> Page extract:
It is useful for when you do memset or memcmp or memcpy
which requires sizes in bytes...

It's useful in many other places, like 'write' or 'read' or 'malloc'...
They all operate in bytes, of course.

Generally speaking there is no sense to make 'sizeof' behave differently
depending on the argument's being an array versus a scalar object. It's
more important for 'sizeof' to be consistent. Since returning 1 or 0
for non-array object is useless, 'sizeof' was made to return byte count
and for consistency reasons it does the same for any type of argument.

If one needs to know the size of the array, one can always get it like
this:

sizeof(somearray) / sizeof(somearray[0])

V

 

[blangela]

Also remember that the sizof operator does it's thing at compile
time. If the compiler cannot correctly compute the size of the
arguement passed to the sizeof operator, it will not return the result
you may have been expecting. For example if you pass an array as an
arguement to a function, the sizeof operator will not return the size
of the array (when used in the function on the passed array), but
instead will return the size of the pointer which points to the array.

 

[Victor Bazarov]

Also remember that the sizof operator does it's thing at compile
time. If the compiler cannot correctly compute the size of the
arguement passed to the sizeof operator, it will not return the result
you may have been expecting. For example if you pass an array as an
arguement to a function, the sizeof operator will not return the size
of the array (when used in the function on the passed array), but
instead will return the size of the pointer which points to the array.

That all depends on how you pass it. The thing is, 'sizeof' always
calculates the size of the object (based on the static type), or of the
type, or the expression (with all promotions/conversions applied), and
it is only unable to do that in an illegal program, from, say incomplete
type. If the program compiles, 'sizeof' did what is asked of it. And
since references are not objects, if you pass the reference to 'sizeof',
you will get the size of the referred object; which brings us to

#include <cstddef>
template<class T>
size_t getsize(T &t) // passing by reference
{
return sizeof t;
}

int main()
{
int a[10];
size_t s = getsize(a); // s will be 10*sizeof(int)
}


V

 

[Jess]

No, 'a' has the type 'int*[3]', and 'c' has the type 'int*[2]'. They

are _arrays_, not pointers. If your compiler supports decent typeid
information, you could output the type yourself

cout << typeid(a).name() << endl;

Although "a" and "c" are arrays, when we use their names as a values,
they are effectively pointers, aren't they? so "a" is the pointer
pointing to the first element of the array. since each element in "a"
is a "int*", "a" should be "int**", where have I done wrong?
moreover, if we do: "*a", then it's "&x", isn't it? Thanks.

 

[Jess]

Also remember that the sizof operator does it's thing at compile
time. If the compiler cannot correctly compute the size of the
arguement passed to the sizeof operator, it will not return the result
you may have been expecting. For example if you pass an array as an
arguement to a function, the sizeof operator will not return the size
of the array (when used in the function on the passed array), but
instead will return the size of the pointer which points to the array.

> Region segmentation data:
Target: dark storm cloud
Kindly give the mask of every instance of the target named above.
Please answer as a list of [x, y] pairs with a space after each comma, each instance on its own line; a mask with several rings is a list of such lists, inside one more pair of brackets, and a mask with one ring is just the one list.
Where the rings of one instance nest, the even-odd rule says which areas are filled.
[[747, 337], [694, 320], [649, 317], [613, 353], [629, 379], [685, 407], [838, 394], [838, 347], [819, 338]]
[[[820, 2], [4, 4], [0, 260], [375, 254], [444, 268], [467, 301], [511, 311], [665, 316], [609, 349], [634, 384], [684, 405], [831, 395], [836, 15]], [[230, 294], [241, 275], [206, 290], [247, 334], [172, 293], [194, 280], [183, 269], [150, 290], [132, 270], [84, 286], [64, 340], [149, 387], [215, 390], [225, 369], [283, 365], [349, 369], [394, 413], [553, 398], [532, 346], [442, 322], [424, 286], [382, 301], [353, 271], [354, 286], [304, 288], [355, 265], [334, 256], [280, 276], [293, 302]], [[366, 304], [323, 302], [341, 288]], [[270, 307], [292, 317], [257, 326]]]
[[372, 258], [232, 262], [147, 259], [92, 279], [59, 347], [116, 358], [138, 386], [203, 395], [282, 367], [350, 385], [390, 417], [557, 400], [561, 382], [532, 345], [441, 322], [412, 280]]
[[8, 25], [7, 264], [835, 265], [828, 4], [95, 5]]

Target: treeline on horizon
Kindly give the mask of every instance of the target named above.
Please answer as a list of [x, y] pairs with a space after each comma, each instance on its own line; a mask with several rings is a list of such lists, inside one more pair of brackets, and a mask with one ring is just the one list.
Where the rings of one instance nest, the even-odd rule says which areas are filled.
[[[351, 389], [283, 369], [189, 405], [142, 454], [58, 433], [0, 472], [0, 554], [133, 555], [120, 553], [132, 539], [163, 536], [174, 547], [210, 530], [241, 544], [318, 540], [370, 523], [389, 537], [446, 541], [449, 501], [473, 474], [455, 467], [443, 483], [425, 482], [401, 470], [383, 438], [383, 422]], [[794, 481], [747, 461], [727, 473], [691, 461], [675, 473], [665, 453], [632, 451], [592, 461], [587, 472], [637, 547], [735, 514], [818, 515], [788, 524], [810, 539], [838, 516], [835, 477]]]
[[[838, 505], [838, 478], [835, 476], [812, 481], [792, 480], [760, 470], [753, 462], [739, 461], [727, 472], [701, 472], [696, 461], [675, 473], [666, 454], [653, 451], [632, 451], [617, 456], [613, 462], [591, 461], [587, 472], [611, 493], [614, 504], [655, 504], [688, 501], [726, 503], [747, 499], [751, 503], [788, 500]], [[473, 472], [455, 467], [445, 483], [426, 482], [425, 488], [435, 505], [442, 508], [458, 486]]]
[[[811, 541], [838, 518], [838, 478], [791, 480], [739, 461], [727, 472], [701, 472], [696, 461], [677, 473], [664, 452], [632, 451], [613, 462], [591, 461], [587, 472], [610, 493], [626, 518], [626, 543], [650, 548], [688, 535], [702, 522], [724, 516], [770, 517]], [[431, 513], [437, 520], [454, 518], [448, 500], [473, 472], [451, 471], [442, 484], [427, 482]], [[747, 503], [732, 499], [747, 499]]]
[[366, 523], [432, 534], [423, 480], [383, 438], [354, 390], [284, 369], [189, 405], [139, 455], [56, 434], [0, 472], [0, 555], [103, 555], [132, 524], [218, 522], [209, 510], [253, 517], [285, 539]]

> Requirement: Can you extend the forum thread about the sizeof operator, starting right after its final sentence?

> Final answer:
do you mean in my problem:

#include<iostream>
#include<string>
#include<cstring>
#include<cstddef>

using namespace std;

int main(){
int x = 1;
int y = 2;
int z = 3;

int* a[] = {&x,&y,&z};
cout << sizeof(a) << endl;

return 0;

}

since I pass "a" that is an array to sizeof, it will return the size
of the "int*"? This is what I expected but the result was 12, instead
of 1 or something else.

 

[Jess]

That all depends on how you pass it. The thing is, 'sizeof' always
calculates the size of the object (based on the static type),

what is "static type"?

or of the type, or the expression (with all promotions/conversions applied),

what kind of promotions/conversions?

and it is only unable to do that in an illegal program, from, say incomplete
type.

When could an incomplete type occur?

If the program compiles, 'sizeof' did what is asked of it. And
since references are not objects, if you pass the reference to 'sizeof',
you will get the size of the referred object;

if I pass a pointer (instead of a reference), then do I get the size
of the pointer? similarly, if I pass an object (pass-by-value), then
do I get the size of the object?

Thanks.

 

[Victor Bazarov]

No, 'a' has the type 'int*[3]', and 'c' has the type 'int*[2]'. They
are _arrays_, not pointers. If your compiler supports decent typeid
information, you could output the type yourself

cout << typeid(a).name() << endl;

Although "a" and "c" are arrays, when we use their names as a values,
they are effectively pointers, aren't they?

If they are used in an expression other than in 'sizeof' or 'typeid',
or as a template argument, or as an initialiser of a reference of the
array type.

so "a" is the pointer
pointing to the first element of the array. since each element in "a"
is a "int*", "a" should be "int**", where have I done wrong?

I don't understand the "where have I done wrong" question.

moreover, if we do: "*a", then it's "&x", isn't it? Thanks.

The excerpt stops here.